### Provided text ###
Sampling strategy: 12-20 points strategically distributed

  • 4 corners (detect extreme brightness)
  • 4 edge midpoints (detect edge activity)
  • 4 diagonal sweeps (detect diagonal patterns)
  • 4+ orbital scans (detect center/rotation)

Conversion:

RED channel        → Harmonic scaling, time modulation
GREEN channel      → Rhythm scaling, mix speed
BLUE channel       → Pattern bias, shift modulation
Brightness        → Intensity, chaos injection
Contrast          → Bit operations
Variance          → Chaos level

Feedback Parameters Affected#

timeModulation:   How the time variable shifts (larger jumps = more chaotic)
shiftMod1/2:      XOR shift amounts (bigger shifts = less repetitive)
harmonicScale:    How many cycles the melody completes
rhythmScale:      Speed of rhythmic modulation
bitMod1/2:        Bit operation amounts (chaos injection)
### Dataset excerpts ###
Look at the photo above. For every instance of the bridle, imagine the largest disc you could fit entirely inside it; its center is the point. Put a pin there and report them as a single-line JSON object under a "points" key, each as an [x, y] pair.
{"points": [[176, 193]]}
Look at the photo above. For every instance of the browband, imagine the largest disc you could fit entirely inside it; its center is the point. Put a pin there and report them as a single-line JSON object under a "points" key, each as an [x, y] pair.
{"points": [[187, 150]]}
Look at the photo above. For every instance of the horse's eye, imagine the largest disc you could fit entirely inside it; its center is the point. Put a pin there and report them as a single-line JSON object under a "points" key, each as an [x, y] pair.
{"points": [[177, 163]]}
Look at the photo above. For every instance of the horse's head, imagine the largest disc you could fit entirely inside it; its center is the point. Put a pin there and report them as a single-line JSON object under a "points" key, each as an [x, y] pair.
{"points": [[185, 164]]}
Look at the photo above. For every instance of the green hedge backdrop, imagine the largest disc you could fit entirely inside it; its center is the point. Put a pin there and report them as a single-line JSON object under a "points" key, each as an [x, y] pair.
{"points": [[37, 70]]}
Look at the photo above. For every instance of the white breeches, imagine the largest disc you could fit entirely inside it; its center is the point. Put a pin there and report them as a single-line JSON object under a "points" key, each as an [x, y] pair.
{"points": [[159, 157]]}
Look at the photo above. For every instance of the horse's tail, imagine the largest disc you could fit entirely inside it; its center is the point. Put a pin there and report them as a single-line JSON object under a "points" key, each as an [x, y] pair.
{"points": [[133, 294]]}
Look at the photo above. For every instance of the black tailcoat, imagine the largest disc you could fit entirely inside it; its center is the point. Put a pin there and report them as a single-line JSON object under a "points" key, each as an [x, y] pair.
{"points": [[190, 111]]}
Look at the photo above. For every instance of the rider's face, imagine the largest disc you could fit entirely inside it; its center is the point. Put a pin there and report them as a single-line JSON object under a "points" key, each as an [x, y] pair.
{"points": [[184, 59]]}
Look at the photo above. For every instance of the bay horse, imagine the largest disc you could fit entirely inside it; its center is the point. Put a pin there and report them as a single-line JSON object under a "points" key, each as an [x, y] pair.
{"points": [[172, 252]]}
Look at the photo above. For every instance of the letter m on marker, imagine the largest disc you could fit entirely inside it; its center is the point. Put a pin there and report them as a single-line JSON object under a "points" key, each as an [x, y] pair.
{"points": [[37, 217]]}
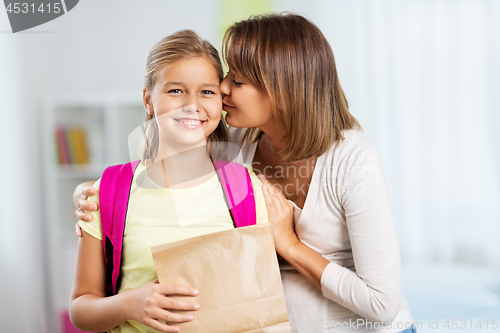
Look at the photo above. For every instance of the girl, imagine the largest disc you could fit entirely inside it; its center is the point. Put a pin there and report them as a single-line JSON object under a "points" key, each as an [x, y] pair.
{"points": [[325, 189], [182, 98]]}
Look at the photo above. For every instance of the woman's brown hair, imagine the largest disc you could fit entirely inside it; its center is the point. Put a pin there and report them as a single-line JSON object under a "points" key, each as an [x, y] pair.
{"points": [[184, 44], [290, 58]]}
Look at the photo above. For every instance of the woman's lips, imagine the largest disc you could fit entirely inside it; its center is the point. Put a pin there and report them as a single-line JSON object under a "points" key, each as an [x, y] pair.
{"points": [[190, 123], [226, 107]]}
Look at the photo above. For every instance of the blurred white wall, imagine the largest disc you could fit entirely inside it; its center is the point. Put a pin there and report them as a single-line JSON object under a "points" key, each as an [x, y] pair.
{"points": [[423, 78]]}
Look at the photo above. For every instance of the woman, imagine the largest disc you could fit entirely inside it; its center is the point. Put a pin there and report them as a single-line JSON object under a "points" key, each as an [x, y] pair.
{"points": [[326, 193]]}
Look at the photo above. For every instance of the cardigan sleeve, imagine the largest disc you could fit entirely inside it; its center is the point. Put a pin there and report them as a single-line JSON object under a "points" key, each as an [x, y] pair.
{"points": [[374, 289]]}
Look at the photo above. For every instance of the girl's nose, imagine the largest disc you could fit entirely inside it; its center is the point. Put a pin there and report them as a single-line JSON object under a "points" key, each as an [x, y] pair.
{"points": [[225, 87]]}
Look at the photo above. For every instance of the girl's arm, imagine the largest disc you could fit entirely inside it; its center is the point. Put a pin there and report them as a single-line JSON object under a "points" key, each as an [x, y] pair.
{"points": [[90, 310], [82, 192]]}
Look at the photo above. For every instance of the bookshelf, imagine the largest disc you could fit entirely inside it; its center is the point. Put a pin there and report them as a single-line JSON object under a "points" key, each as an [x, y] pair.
{"points": [[102, 123]]}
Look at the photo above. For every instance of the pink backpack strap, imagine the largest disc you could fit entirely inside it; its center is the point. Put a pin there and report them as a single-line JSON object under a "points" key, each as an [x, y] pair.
{"points": [[238, 190], [114, 193]]}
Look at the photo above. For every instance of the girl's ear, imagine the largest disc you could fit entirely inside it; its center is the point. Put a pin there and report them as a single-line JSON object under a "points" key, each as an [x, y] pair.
{"points": [[146, 99]]}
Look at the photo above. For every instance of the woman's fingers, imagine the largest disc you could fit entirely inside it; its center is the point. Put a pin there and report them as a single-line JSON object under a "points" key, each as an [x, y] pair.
{"points": [[78, 230], [87, 205], [161, 327], [82, 216]]}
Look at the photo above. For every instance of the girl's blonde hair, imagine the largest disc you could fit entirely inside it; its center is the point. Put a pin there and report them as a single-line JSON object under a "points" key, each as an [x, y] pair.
{"points": [[184, 44], [290, 58]]}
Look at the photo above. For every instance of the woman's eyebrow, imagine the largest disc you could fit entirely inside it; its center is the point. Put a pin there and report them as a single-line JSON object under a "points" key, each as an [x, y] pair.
{"points": [[210, 85]]}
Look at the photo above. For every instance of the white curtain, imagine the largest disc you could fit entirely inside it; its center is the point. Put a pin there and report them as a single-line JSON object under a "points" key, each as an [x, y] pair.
{"points": [[423, 78]]}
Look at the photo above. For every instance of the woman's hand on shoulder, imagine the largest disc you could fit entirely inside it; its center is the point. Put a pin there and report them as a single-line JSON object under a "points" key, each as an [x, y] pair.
{"points": [[82, 192], [280, 216], [150, 304]]}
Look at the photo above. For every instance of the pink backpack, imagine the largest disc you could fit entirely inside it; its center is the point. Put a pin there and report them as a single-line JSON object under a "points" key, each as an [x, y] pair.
{"points": [[114, 195]]}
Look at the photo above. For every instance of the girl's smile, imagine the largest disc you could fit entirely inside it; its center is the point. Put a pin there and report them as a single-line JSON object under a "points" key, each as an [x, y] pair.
{"points": [[192, 123]]}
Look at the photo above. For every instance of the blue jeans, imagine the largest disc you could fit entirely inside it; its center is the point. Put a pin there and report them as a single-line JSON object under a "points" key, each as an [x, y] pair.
{"points": [[412, 329]]}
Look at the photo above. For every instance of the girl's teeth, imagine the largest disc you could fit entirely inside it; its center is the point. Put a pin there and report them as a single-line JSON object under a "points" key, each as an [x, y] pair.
{"points": [[191, 122]]}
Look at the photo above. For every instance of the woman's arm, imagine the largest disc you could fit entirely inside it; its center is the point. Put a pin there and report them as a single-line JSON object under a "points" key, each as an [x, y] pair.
{"points": [[90, 310]]}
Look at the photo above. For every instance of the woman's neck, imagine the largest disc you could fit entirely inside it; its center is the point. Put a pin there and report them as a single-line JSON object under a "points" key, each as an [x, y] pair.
###
Requirements:
[A] Sum up the sampling notes in two sentences.
[B] Copy the stretch of the sampling notes from "Feedback Parameters Affected#" through "amounts (chaos injection)".

Results for the exercise:
[A] The sampling strategy spreads 12 to 20 points: four corners, four edge midpoints, four diagonal sweeps, and four or more orbital scans. The red, green, and blue channels, plus brightness, contrast, and variance, are each converted into settings such as harmonic scaling, rhythm scaling, shift modulation, bit operations, and chaos level.

[B]
Feedback Parameters Affected#

timeModulation:   How the time variable shifts (larger jumps = more chaotic)
shiftMod1/2:      XOR shift amounts (bigger shifts = less repetitive)
harmonicScale:    How many cycles the melody completes
rhythmScale:      Speed of rhythmic modulation
bitMod1/2:        Bit operation amounts (chaos injection)